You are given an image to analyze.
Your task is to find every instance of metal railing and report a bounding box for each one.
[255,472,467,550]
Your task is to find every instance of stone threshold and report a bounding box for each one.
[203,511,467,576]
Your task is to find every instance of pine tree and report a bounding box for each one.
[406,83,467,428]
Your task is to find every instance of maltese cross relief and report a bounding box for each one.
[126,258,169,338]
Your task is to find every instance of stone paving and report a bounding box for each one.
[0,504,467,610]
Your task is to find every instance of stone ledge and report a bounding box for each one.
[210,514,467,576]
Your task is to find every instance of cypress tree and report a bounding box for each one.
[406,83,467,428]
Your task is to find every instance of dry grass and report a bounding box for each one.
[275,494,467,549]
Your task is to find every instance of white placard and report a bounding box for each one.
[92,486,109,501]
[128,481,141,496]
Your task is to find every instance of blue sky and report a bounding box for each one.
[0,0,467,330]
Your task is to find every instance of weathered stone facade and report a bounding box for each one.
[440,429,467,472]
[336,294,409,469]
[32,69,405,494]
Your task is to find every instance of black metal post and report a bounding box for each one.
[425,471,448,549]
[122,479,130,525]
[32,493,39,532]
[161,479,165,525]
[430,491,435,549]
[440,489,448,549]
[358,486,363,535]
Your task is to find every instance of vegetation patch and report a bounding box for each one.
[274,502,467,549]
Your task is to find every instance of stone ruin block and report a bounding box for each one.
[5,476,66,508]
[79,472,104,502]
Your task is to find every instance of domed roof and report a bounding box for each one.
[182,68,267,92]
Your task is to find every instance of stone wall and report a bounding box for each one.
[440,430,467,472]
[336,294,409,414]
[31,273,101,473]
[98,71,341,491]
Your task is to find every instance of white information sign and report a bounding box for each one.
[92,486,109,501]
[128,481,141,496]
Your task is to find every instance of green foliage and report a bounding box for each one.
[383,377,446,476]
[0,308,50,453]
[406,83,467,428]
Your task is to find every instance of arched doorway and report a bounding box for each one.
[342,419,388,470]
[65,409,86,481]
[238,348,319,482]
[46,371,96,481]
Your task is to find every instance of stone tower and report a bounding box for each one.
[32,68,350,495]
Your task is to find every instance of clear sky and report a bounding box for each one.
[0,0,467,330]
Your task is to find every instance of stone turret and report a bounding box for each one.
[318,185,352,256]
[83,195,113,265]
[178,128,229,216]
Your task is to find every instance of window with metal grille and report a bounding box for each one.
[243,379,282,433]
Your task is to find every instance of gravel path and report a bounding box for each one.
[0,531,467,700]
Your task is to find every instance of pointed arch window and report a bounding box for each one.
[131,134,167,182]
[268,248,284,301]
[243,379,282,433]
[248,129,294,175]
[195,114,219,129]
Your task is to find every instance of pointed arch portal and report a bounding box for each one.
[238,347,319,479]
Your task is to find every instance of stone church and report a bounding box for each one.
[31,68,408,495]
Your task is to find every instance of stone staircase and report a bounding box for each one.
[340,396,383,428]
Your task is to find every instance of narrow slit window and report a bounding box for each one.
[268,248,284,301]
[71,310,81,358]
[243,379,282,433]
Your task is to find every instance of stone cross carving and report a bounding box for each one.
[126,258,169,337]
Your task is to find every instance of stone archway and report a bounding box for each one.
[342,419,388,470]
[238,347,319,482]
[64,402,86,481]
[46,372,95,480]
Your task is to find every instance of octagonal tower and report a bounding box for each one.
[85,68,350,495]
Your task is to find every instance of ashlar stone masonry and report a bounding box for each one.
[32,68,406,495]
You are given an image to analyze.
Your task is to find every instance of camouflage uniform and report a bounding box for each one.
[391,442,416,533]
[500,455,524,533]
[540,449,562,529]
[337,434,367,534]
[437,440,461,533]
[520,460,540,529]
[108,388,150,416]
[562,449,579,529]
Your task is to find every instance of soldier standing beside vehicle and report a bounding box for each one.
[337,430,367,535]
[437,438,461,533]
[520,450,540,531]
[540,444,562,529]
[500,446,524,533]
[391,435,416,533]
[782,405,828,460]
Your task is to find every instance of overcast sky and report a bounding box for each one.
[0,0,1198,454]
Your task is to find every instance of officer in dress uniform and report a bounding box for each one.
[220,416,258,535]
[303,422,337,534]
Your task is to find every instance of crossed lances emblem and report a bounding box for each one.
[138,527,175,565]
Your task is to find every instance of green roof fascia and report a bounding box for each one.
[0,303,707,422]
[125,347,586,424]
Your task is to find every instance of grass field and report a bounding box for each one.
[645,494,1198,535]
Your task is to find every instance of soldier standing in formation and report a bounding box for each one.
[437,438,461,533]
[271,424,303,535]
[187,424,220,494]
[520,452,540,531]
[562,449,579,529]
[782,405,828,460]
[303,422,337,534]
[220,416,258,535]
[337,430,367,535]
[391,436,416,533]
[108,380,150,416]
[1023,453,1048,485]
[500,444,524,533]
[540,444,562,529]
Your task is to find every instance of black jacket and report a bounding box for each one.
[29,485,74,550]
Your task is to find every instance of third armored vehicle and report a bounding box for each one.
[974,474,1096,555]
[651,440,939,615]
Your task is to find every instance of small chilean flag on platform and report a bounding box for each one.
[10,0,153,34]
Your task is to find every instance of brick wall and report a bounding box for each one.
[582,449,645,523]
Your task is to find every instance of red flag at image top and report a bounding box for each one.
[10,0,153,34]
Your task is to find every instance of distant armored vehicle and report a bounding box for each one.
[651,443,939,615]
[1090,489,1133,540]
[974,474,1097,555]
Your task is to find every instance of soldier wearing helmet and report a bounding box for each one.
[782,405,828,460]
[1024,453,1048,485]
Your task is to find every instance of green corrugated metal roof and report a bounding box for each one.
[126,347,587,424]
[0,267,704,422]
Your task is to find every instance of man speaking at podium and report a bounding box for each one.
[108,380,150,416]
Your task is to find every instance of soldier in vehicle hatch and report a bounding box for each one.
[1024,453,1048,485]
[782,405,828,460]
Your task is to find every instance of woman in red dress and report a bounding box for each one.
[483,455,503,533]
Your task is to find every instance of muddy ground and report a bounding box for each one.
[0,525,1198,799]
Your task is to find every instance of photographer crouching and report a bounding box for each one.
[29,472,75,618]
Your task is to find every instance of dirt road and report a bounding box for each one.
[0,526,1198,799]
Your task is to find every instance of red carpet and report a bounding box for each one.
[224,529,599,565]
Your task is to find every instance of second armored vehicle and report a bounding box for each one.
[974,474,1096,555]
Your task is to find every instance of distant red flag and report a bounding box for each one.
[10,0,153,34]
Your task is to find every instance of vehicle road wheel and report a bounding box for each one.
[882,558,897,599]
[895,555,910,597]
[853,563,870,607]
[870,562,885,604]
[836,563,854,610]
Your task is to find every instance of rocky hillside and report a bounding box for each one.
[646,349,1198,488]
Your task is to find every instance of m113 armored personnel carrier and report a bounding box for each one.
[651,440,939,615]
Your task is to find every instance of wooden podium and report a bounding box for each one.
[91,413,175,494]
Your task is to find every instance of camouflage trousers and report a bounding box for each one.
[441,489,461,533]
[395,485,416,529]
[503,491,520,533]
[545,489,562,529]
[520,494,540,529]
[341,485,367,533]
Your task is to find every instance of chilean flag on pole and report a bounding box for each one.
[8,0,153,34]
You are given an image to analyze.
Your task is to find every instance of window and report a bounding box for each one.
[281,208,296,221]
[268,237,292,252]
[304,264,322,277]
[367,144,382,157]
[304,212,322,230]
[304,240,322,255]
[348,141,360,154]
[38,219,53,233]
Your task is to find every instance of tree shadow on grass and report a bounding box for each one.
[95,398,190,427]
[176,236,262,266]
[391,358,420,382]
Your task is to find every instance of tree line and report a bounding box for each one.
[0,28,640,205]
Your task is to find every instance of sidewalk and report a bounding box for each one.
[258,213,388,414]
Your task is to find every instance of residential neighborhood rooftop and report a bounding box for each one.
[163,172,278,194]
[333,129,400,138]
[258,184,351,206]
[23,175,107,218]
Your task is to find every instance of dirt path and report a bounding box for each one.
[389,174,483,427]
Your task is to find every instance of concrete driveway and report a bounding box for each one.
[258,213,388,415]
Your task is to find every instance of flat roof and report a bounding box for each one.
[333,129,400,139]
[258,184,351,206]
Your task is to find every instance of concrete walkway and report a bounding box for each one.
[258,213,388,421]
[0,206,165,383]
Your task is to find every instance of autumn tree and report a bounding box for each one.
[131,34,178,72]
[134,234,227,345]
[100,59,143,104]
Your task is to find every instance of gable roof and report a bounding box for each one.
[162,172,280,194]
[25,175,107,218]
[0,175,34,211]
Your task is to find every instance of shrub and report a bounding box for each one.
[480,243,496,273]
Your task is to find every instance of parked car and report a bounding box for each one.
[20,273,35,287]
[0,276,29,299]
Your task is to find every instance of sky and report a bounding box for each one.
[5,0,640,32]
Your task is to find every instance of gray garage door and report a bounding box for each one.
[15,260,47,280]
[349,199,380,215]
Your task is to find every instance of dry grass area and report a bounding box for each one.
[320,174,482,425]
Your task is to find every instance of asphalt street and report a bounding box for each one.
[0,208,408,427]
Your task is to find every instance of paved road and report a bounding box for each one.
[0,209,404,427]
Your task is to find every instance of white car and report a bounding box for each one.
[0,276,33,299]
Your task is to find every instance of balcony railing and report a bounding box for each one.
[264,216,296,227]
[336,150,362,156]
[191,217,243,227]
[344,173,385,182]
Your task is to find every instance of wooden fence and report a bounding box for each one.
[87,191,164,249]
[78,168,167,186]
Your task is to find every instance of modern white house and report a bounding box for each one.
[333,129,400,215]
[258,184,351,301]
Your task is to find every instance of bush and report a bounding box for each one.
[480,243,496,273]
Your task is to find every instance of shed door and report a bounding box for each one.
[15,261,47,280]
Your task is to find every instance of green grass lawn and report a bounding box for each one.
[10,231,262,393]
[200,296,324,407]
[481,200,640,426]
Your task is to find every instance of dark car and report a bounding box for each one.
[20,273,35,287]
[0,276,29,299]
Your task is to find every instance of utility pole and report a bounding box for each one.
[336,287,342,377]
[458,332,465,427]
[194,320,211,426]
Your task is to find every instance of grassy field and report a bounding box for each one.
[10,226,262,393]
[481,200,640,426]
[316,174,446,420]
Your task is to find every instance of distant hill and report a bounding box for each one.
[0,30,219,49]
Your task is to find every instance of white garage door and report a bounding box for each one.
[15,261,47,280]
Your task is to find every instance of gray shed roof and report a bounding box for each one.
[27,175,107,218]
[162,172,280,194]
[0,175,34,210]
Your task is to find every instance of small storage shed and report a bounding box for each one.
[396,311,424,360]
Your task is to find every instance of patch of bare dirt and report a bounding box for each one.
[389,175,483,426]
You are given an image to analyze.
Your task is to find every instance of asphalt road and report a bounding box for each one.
+++++
Extract every line from the one containing "Your task is to find every instance of distant hill" to the end of the entries, including both of those lines, exactly as given and with nothing added.

Your task is to find every instance of distant hill and report a bounding box for each one.
[0,30,219,49]
Your task is to find every instance of white garage door and report a bounding box for each one.
[15,261,47,280]
Your task is to find every instance of gray shed roof and report a bounding box for each one.
[27,175,107,218]
[162,172,280,194]
[0,175,34,210]
Your task is to find every instance of small storage shed and report a bounding box for each one.
[396,311,424,360]
Your task is to find every instance of patch of bare dirt and report a bounding box for each one.
[389,175,483,426]
You are given an image to analyze.
Your task is to find every instance of asphalt road and report a bounding box for each one.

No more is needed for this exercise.